## Vorgegebener Text
# Virenschutz für Gaming-PC gesucht.



## Jaho (7. Januar 2011)

*Virenschutz für Gaming-PC gesucht.*

Hallo zusammen

Ich suche ein Virenschutzprogramm das die performance nicht so sehr beeinträchtigt und sicher ist. Außerdem sollte es für 1 Jahr nicht mehr als 50€ kosten.

Hier mal die Daten meines PCs:
Windows 7 home premium 64-bit
i7 950 @ 4x4Ghz
RAM 12 GB 1600 Mhz 
2 SLI GTX 580
HDD:                         640 GB Western Digital SATA 6 Gb/s
SSD: 120GB OCZ Vertex 2 Extended

Auf dem PC wird ausschließlich gezockt und ein wenig im Internet gesurft.


Mfg Jaho


----------



## Muetze (7. Januar 2011)

[Quelldatensätze]
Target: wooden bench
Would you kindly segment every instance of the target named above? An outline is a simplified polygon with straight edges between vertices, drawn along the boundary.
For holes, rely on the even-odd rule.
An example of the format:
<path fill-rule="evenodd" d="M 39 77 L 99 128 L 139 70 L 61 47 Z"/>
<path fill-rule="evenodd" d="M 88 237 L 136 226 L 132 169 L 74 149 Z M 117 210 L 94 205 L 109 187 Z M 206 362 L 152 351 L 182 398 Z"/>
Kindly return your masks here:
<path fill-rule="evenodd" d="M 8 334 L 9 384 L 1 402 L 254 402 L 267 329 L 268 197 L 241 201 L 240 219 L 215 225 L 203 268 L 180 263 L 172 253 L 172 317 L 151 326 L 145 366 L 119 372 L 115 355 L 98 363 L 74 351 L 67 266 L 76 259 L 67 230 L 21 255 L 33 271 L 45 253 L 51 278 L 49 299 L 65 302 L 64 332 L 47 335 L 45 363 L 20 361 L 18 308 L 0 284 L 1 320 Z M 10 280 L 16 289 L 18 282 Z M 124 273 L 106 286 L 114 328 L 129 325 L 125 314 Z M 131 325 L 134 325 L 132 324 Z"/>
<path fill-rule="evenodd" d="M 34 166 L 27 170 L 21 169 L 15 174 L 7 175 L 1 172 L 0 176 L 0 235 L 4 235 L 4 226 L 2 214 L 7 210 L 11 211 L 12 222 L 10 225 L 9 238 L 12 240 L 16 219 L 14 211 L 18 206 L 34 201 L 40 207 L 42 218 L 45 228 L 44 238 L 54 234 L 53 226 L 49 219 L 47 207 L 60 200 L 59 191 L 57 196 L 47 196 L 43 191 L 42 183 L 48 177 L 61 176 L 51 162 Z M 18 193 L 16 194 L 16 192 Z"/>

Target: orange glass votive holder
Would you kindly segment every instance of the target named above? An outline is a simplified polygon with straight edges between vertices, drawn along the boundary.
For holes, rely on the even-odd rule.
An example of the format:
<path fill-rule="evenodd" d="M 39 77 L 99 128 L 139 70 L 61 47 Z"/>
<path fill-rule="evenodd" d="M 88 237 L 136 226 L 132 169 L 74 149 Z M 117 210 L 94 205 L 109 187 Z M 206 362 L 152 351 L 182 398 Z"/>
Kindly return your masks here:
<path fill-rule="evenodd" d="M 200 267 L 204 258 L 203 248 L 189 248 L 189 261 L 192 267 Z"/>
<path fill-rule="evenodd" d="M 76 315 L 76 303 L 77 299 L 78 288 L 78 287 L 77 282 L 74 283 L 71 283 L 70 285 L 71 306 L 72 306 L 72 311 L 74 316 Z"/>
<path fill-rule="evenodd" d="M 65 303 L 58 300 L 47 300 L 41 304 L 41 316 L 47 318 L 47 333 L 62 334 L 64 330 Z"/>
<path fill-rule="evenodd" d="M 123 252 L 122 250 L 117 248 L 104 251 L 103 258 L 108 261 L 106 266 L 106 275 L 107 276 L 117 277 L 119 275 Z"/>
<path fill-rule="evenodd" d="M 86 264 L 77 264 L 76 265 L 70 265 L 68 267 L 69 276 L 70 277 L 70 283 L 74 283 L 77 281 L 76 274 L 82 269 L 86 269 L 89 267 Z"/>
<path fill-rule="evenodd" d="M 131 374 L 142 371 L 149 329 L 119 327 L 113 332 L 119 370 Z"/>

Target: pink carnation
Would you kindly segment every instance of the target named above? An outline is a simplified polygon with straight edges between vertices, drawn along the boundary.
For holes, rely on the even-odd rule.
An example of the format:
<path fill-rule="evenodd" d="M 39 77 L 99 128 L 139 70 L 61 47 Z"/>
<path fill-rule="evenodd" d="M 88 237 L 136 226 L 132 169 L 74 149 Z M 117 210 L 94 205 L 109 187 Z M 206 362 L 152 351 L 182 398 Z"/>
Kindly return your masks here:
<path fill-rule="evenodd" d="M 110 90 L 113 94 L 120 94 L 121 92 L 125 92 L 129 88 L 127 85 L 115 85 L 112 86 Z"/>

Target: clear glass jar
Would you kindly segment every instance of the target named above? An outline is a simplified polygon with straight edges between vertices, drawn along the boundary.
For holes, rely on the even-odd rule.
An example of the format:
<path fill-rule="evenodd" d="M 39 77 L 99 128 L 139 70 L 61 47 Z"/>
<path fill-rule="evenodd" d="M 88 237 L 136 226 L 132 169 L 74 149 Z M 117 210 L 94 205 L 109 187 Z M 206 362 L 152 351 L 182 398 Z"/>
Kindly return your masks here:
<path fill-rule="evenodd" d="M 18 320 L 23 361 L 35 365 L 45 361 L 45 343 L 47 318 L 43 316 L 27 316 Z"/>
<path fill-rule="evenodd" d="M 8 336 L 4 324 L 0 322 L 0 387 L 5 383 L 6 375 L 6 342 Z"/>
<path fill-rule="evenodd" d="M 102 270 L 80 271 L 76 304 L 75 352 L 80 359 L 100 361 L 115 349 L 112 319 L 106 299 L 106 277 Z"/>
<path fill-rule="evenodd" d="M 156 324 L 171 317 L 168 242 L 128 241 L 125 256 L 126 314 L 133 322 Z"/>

## Aufgaben
**A.** Nenne alle Hardwarekomponenten, die im Forenthread zum Virenschutz für den Gaming-PC unter „Hier mal die Daten meines PCs:“ aufgeführt sind. Das Betriebssystem gehört nicht dazu.
**B.** Schreibe den Forenthread zum Virenschutz für den Gaming-PC im Anschluss an seine letzte Zeile weiter.

## Antworten
**A.**
i7 950 @ 4x4Ghz
RAM 12 GB 1600 Mhz
2 SLI GTX 580
HDD: 640 GB Western Digital SATA 6 Gb/s
SSD: 120GB OCZ Vertex 2 Extended

**B.**
*AW: Virenschutz für Gaming-PC gesucht.*

Ich für meinen Teil nutze seit Jahren Bitdefender, bis jetzt noch keine Probleme, keine Viren gehabt und absolut Zockertauglich. Wunderbare Einstellungsmöglichkeiten von Port Freigabe bis hin zum Http-Scan verfahren. 64Bit tauglich.


Preis und Lizenz liegen auch im Rahmen hab damals (7Monate her) für 3 Lizenzen (hab soviele kisten daheim) 45€ geblecht.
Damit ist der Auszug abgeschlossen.